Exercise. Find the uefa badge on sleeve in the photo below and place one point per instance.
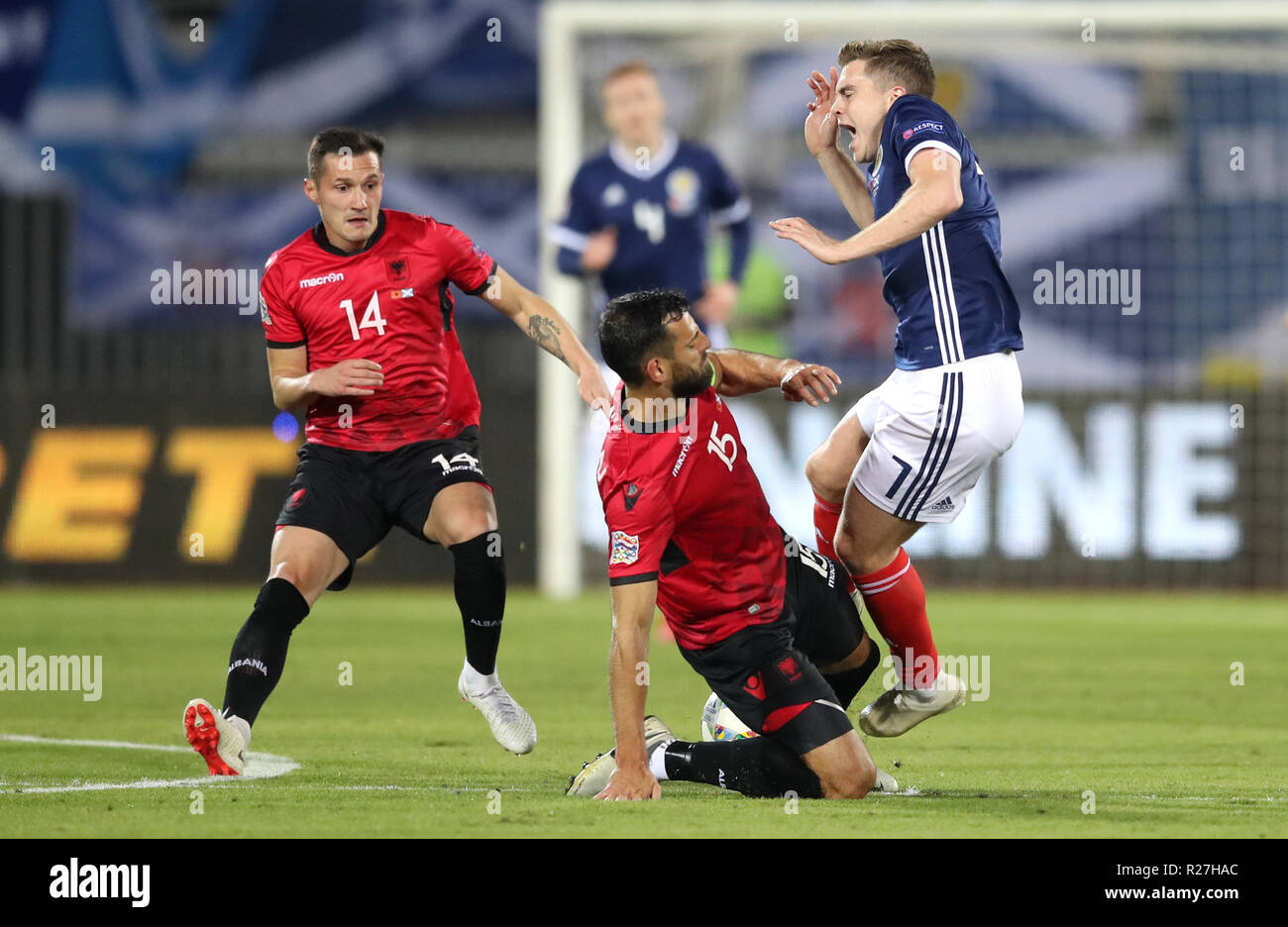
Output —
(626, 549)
####################
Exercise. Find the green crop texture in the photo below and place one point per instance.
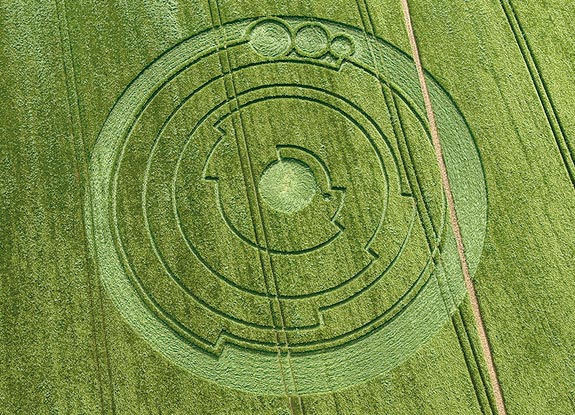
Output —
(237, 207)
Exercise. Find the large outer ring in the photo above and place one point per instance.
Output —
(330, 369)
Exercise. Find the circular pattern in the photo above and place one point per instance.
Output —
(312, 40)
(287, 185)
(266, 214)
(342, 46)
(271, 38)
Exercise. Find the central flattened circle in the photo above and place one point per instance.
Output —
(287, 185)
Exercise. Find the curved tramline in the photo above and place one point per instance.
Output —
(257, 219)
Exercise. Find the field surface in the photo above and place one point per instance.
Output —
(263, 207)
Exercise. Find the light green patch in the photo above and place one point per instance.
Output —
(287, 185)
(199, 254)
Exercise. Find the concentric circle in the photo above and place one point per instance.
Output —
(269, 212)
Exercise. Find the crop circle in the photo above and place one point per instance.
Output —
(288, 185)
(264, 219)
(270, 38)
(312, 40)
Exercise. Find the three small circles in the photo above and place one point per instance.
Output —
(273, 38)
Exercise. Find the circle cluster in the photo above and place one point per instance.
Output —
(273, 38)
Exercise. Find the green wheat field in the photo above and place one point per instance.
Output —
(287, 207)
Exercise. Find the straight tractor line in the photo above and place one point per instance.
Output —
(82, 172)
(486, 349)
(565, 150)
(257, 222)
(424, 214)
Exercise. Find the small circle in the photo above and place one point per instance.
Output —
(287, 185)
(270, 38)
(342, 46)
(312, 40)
####################
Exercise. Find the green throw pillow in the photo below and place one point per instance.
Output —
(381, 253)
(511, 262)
####################
▸ Work required: Looking through the listing above, state how many of its lines contain the string "crop". Write only the number.

▸ Response box: 2